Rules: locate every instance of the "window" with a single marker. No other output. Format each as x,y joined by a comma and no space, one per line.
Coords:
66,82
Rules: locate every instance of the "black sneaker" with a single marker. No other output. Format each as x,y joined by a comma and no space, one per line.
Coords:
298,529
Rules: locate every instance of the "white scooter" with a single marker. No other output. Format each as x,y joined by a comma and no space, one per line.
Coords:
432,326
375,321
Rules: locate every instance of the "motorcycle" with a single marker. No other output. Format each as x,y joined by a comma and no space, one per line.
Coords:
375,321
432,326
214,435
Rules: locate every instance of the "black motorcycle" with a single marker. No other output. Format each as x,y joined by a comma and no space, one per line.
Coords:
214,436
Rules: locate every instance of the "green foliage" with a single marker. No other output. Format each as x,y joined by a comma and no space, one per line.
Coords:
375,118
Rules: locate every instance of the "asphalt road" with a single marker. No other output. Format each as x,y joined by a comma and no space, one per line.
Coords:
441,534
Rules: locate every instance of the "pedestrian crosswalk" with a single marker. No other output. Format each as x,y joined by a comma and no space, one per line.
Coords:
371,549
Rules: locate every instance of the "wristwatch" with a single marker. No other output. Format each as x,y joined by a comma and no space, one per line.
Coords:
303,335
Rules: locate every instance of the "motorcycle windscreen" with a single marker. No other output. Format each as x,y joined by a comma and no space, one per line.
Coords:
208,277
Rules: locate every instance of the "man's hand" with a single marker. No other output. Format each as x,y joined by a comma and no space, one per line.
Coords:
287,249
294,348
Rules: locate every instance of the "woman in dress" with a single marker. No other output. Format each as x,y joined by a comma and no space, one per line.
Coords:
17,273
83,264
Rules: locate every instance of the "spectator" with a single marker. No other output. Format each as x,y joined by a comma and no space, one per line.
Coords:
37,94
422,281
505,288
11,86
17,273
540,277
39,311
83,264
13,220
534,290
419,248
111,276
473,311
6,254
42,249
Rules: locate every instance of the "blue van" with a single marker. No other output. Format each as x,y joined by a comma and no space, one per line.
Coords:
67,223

WRITTEN EXERCISE ::
Gather each line of the listing above that contains the word "black", and treat uppercase and lowercase as different.

SOLVED PROBLEM ::
Rules: locate every instance of the "black sneaker" with a single marker. No other output. Format each as x,y joined by a comma and no space, one per line.
Rules: locate every instance of the "black motorcycle" with a single marker. No other output. Format each as x,y joined by a comma and no space, one per line.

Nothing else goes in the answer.